Document extract →

‘Syria is not a revolution any more — this is civil war’

Ghaith Abdul-Ahad reports: For three men in northern Syria, the second civil war started shortly after the first staggered into a quagmire of sectarian violence. The goals of the first war – freedom, Islam, social equality of some sort – were replaced by betrayal, defeat and anger towards rival militias, jihadis and foreign powers fighting in Syria.

Like many others, the three men are bewildered at what has become of their war. Their alliances – and their goals – are shifting. The regime is far away, the jihadis are near – and seem unstoppable. Their resources are dwindling; their families are shattered. Their villages and farm lands are lost to regime militias. Their allies are at best unreliable, and at worst actively conspiring against them.

They are a businessman, a smuggler and an army defector who became respectively the political officer, treasurer and military commander of a once-formidable battalion in northern Syria.

The businessman is the shrewdest: a tall, wide-shouldered man with a square head and thinning hair. A devout Salafi, he was once a rich man in Homs, but after two and half years of war, most of his fortune has been spent on arms and ammunition. What remains of his wealth is being slowly drained by the families of his dead, injured and missing relatives, many of them languishing in refugee camps.

On a cold autumn evening he sat in the courtyard of a newly built concrete house on the Turkish side of the Syrian border – the latest in a string of temporary homes since his house was razed by the Syrian government in the early days of the revolution.

“I need Bashar [al-Assad] to last for two more years,” said the businessman. “It would be a disaster if the regime fell now: we would split into mini-states that would fight among each other. We’ll be massacring each other – tribes, Islamists and battalions.

Information provided →
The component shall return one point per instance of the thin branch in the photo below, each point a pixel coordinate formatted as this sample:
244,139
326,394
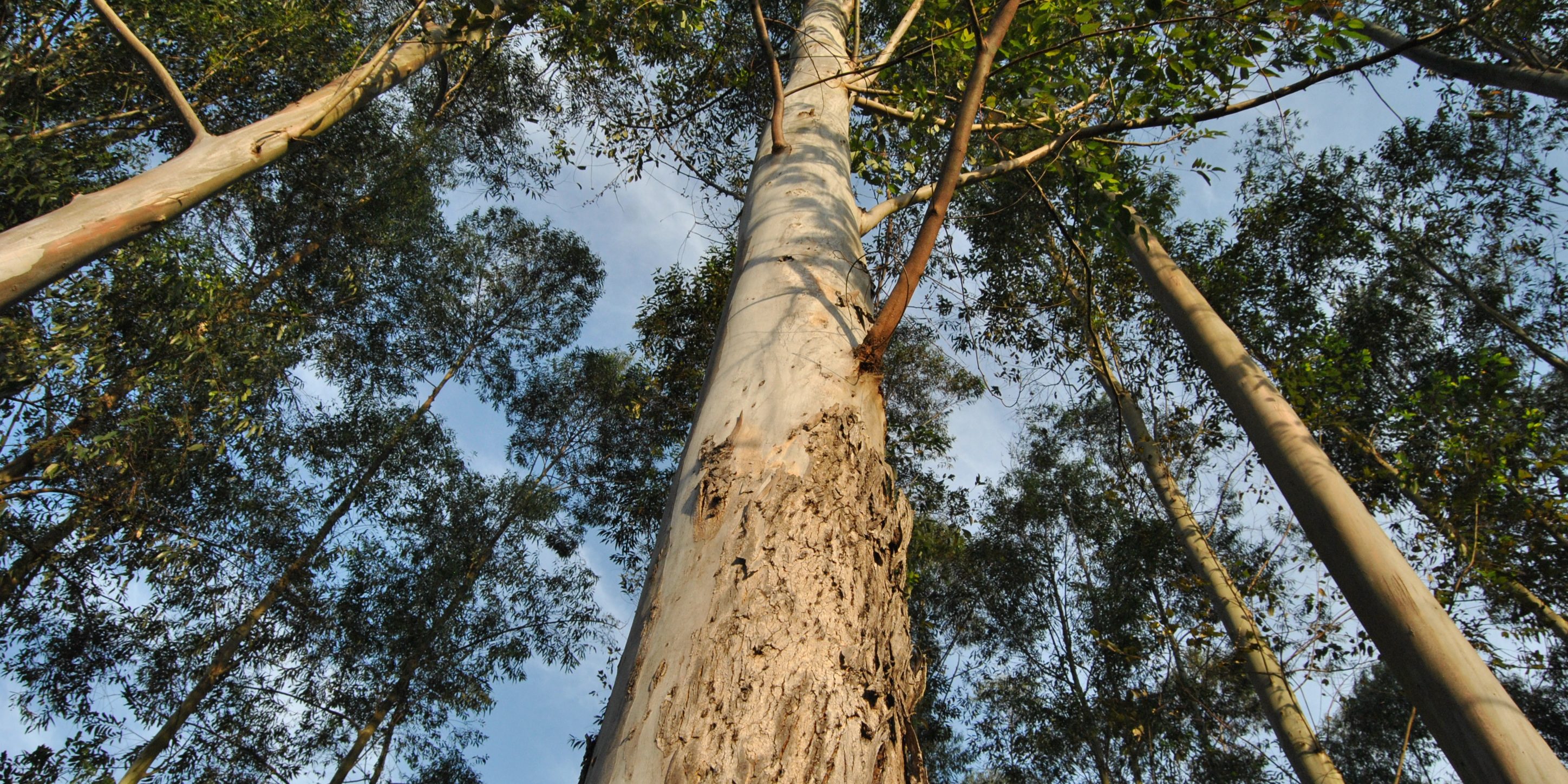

Written exercise →
In the report on Syria's civil war, which battalion roles did the businessman, the smuggler and the army defector take on?

Complete response →
The businessman became the political officer, the smuggler the treasurer, and the army defector the military commander.